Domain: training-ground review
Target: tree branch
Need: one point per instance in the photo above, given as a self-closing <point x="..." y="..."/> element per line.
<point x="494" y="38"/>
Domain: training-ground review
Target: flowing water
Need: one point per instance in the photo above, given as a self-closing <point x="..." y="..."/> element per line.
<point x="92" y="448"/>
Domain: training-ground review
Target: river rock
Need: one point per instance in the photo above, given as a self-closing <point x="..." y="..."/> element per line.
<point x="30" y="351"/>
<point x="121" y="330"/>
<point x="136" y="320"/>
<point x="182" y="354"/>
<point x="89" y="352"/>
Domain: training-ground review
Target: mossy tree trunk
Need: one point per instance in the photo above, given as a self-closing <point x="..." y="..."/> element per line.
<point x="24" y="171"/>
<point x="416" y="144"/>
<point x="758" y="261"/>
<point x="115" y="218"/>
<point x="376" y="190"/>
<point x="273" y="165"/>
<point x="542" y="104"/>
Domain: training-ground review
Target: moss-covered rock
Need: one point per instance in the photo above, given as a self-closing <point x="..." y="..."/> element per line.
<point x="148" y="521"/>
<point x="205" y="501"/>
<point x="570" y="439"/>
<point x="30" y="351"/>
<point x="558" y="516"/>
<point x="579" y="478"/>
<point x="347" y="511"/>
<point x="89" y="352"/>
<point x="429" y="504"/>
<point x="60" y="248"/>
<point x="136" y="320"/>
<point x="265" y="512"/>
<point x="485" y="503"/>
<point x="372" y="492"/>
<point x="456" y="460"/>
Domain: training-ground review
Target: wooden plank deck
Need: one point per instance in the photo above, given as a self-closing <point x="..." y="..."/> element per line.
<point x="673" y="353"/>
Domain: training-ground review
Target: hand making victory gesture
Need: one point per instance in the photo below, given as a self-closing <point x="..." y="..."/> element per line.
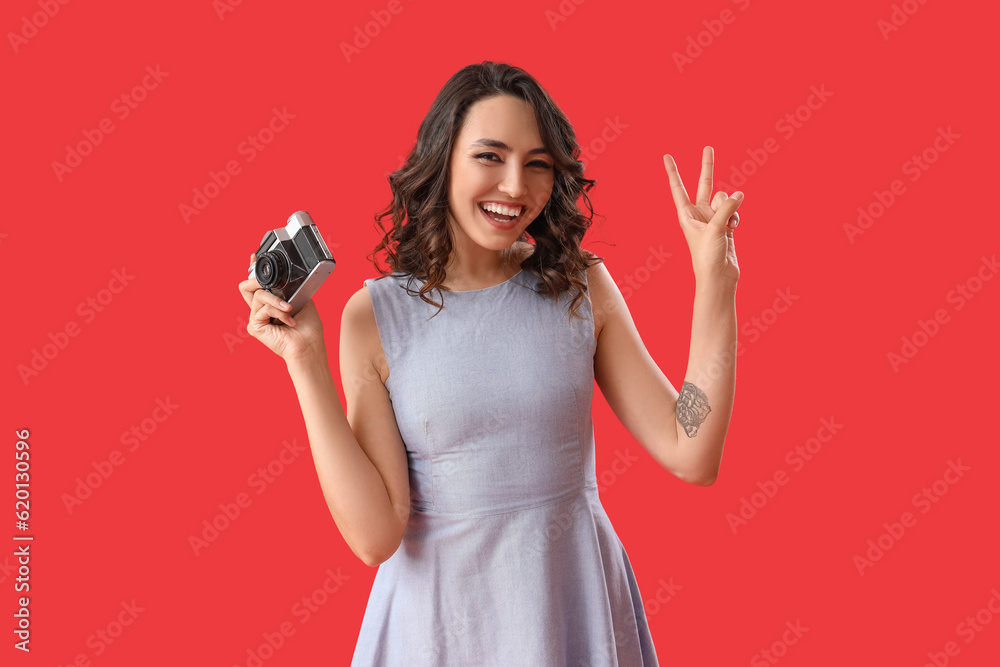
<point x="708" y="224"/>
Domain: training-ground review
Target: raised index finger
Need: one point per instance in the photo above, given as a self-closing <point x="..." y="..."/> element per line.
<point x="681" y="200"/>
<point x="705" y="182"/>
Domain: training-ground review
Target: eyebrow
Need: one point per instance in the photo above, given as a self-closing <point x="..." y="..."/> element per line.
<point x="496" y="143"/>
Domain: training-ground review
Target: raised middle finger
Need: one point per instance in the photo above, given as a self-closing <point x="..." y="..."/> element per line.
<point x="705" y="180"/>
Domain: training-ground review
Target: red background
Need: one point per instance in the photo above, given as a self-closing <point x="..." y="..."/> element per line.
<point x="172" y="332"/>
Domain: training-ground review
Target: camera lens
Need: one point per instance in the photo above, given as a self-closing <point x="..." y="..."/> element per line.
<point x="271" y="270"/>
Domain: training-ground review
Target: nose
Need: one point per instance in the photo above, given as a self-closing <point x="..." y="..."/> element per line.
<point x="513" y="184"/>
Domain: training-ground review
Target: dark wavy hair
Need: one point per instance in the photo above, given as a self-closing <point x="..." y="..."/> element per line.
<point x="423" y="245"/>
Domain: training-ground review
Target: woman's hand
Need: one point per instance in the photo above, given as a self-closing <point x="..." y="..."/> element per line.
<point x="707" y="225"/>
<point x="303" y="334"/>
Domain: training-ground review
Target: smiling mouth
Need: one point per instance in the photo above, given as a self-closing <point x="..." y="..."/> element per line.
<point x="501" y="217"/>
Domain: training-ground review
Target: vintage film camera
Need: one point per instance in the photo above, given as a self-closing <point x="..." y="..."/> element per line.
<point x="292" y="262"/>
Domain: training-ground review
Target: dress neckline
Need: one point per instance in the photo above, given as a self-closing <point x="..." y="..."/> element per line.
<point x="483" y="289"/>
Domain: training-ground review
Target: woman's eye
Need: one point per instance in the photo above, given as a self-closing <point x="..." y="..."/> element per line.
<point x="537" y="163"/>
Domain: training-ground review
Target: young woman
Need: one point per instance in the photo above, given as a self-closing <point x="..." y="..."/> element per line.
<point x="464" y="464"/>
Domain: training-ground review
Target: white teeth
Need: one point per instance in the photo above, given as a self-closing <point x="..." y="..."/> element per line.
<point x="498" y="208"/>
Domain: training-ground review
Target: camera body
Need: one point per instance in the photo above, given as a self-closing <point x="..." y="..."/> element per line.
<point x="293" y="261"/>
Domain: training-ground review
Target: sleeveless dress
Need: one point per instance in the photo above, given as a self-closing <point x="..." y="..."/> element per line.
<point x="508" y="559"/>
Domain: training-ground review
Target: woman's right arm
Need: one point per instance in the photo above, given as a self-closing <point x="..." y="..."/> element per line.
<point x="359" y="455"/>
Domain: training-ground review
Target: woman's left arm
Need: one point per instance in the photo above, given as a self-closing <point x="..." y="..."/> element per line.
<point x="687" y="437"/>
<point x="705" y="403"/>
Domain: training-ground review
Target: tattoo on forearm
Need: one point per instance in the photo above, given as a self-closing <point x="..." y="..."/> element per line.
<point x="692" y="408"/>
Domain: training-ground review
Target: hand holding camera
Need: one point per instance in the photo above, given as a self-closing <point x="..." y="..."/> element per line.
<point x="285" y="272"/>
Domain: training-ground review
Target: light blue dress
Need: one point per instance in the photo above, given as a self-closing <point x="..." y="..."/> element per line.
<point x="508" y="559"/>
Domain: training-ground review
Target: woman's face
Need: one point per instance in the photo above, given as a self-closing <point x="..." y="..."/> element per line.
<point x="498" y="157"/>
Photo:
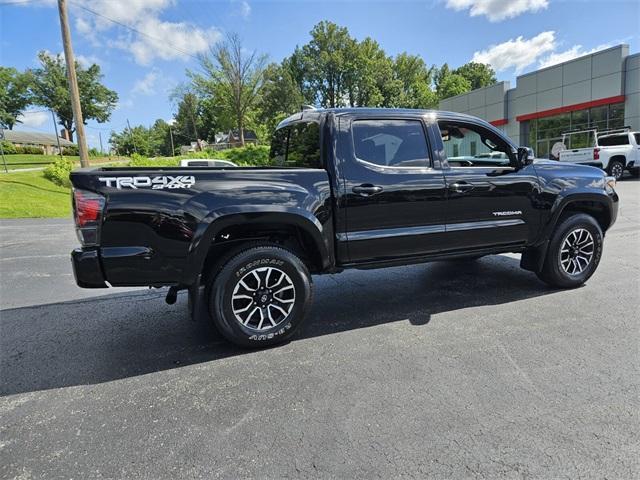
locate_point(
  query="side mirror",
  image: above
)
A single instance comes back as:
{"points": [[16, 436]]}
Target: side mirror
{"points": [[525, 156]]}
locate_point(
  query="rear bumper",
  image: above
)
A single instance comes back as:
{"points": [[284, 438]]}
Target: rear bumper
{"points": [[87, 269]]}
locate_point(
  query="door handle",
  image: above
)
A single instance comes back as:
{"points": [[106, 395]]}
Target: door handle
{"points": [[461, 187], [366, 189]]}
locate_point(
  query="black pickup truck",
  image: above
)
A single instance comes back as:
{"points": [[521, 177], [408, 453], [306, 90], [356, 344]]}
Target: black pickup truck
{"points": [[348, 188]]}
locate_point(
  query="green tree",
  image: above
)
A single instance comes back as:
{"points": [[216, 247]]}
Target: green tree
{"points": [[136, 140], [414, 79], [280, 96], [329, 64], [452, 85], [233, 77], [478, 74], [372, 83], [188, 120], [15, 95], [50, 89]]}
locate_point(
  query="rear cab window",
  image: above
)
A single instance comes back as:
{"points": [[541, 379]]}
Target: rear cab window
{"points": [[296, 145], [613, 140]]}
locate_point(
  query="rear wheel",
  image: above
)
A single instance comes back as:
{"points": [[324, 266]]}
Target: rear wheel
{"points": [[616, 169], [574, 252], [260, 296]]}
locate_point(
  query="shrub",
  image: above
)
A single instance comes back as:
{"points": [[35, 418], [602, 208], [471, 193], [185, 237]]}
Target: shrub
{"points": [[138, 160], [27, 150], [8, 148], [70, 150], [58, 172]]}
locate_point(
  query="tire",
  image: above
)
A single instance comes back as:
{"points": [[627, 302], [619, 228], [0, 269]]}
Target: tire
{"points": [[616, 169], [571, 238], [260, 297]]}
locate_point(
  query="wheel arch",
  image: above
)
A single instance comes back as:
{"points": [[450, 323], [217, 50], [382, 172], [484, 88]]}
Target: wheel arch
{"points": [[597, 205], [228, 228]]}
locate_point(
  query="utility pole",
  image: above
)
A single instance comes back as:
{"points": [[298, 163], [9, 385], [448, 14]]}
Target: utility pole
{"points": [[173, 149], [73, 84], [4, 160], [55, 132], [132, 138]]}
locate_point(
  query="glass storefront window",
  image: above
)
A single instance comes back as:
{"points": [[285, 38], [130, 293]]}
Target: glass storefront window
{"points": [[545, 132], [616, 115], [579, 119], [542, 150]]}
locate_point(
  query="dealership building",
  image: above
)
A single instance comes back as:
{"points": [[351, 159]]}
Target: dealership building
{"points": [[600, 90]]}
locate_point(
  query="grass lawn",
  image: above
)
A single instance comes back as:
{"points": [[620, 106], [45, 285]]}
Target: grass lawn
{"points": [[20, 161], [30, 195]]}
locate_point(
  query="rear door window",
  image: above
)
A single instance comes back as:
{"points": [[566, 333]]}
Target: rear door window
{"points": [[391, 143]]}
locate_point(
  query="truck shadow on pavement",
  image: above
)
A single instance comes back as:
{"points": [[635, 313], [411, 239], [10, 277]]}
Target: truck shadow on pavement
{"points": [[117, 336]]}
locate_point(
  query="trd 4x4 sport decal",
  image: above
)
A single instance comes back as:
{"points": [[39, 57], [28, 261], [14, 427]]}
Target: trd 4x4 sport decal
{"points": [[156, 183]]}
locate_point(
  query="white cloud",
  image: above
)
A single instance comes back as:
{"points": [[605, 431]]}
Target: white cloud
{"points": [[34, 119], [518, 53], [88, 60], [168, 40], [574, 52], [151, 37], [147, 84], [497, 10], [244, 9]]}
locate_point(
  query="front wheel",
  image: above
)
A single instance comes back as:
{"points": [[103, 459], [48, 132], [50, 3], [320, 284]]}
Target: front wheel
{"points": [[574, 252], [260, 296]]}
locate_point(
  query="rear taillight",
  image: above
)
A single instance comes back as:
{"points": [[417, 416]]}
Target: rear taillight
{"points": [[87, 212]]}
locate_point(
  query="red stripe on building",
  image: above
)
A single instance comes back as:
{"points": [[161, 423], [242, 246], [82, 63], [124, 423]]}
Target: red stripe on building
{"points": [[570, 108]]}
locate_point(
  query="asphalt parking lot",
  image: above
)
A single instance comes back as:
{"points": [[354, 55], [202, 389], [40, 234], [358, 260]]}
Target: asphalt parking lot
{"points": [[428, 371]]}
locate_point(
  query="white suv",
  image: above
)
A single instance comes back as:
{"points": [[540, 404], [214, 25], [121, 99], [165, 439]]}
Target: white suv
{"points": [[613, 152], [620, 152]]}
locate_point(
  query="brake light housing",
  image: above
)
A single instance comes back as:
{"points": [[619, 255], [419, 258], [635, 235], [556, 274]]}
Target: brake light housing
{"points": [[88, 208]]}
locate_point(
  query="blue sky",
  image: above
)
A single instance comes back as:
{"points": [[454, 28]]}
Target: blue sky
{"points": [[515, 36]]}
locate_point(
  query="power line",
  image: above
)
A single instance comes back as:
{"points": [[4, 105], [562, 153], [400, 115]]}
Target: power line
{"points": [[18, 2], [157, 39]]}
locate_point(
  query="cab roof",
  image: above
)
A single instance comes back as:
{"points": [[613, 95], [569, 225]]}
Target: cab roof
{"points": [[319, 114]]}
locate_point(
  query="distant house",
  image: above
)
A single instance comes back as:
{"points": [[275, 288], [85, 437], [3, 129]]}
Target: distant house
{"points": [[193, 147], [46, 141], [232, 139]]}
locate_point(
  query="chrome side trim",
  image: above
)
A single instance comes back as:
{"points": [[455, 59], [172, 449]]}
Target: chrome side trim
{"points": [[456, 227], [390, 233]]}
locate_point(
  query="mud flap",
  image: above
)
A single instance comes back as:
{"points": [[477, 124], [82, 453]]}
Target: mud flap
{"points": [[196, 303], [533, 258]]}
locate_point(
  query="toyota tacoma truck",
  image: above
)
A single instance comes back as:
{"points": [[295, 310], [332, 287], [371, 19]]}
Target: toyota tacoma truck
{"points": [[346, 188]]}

-------------------------

=== Short exercise ===
Count the lines of the data above that contain the word "truck". Give only the number.

=== Answer to this exercise ===
6